En tant que néphrologue, spécialiste des maladies rénales, j’ai ressenti un besoin urgent de soins spécialisés face à l’effondrement du système de santé à Gaza et à la perte tragique de nombreux spécialistes médicaux.
Je considérais également qu’en tant que musulman, il était de mon devoir d’aider le peuple de Gaza. L’islam enseigne que sauver une vie équivaut à sauver toute l’humanité ; prendre soin des autres est un acte d’adoration et lutter contre l’injustice est une obligation morale.
Mes diplômes ne sont pas destinés à orner les murs d’un bureau climatisé ni à me permettre de vivre dans le luxe. Ils témoignent d’un serment de consacrer mon expertise au service de l’humanité, dans le respect absolu de la vie humaine, en offrant mes connaissances et ma compassion à ceux dans le besoin.

• _Lignes de données_
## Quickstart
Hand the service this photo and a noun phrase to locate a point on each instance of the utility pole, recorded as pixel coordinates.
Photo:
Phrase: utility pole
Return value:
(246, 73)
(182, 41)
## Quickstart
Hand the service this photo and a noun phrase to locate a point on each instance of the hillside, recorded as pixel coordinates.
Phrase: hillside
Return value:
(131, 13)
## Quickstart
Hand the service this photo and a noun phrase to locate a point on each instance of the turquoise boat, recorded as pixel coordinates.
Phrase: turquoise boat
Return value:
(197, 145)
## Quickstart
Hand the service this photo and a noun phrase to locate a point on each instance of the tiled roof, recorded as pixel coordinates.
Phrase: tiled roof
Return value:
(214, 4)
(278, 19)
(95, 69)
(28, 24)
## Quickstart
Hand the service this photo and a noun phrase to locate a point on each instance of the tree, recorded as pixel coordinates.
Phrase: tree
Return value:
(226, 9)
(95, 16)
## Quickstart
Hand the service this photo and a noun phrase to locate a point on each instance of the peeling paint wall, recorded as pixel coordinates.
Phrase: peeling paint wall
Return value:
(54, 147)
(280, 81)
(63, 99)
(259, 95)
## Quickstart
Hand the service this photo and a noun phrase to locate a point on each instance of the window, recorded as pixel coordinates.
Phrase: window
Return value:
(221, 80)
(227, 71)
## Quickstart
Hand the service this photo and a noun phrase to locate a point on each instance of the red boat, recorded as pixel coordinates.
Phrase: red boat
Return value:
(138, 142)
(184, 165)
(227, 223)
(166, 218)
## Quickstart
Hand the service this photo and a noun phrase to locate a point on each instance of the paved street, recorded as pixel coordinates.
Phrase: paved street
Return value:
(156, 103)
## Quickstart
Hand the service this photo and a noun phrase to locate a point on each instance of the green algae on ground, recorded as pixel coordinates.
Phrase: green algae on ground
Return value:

• _Tâches et exercices_
[1] D’après l’extrait, de quelles maladies la personne qui s’exprime est-elle spécialiste ?
[2] Traduisez en anglais cette phrase de l’extrait : « Mes diplômes ne sont pas destinés à orner les murs d’un bureau climatisé ni à me permettre de vivre dans le luxe. »
[3] Ces affirmations s’accordent-elles avec l’extrait ? Répondez par oui ou par non et citez les mots du texte qui tranchent.
(a) Prendre soin des autres y est présenté comme un acte d’adoration.
(b) Les spécialistes médicaux de Gaza y sont décrits comme toujours nombreux.
(c) Les diplômes y sont présentés comme un moyen de vivre dans le luxe.
Les lignes n’ont aucun rapport avec l’extrait.

• _Les réponses_
[1] Des maladies rénales.

[2] My diplomas are not meant to decorate the walls of an air-conditioned office or to let me live in luxury.

[3]
(a) Oui : « prendre soin des autres est un acte d’adoration »
(b) Non : « la perte tragique de nombreux spécialistes médicaux »
(c) Non : « ni à me permettre de vivre dans le luxe »